• **Raw data**:

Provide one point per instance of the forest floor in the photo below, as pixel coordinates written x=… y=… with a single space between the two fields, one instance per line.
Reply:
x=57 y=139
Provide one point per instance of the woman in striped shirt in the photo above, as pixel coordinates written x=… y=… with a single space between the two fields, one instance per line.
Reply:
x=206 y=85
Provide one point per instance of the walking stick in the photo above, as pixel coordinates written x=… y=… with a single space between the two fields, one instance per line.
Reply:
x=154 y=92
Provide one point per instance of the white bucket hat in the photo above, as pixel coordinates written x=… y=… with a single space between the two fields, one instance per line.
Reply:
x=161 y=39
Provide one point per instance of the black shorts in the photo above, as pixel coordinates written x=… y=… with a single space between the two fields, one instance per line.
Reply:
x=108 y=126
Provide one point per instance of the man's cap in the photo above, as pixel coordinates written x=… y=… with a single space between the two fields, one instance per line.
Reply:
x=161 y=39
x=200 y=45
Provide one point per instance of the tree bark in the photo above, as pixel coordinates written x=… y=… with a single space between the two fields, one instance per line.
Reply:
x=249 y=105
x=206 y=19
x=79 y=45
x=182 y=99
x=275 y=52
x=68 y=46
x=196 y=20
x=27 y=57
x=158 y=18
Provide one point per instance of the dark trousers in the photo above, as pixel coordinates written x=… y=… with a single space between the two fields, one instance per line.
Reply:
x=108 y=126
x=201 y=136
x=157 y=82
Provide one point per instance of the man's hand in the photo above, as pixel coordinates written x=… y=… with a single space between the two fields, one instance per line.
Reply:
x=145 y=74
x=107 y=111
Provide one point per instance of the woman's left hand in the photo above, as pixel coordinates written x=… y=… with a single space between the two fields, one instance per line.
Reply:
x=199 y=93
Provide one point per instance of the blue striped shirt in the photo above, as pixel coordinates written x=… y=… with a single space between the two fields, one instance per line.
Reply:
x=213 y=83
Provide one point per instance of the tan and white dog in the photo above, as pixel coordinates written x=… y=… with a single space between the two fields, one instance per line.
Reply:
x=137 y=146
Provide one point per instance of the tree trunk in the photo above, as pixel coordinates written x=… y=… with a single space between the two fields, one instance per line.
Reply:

• **Instructions to follow**:
Read the entries and select each line where the word "shirt" is found.

• **Exercise response**:
Provide one point per instance of the woman in striped shirt in the photo above, as pixel coordinates written x=… y=… with a single space between the two fields, one instance per line.
Provide one point per instance of the blue striped shirt in the photo above, as pixel coordinates written x=… y=… with a single space between the two fields, one instance per line.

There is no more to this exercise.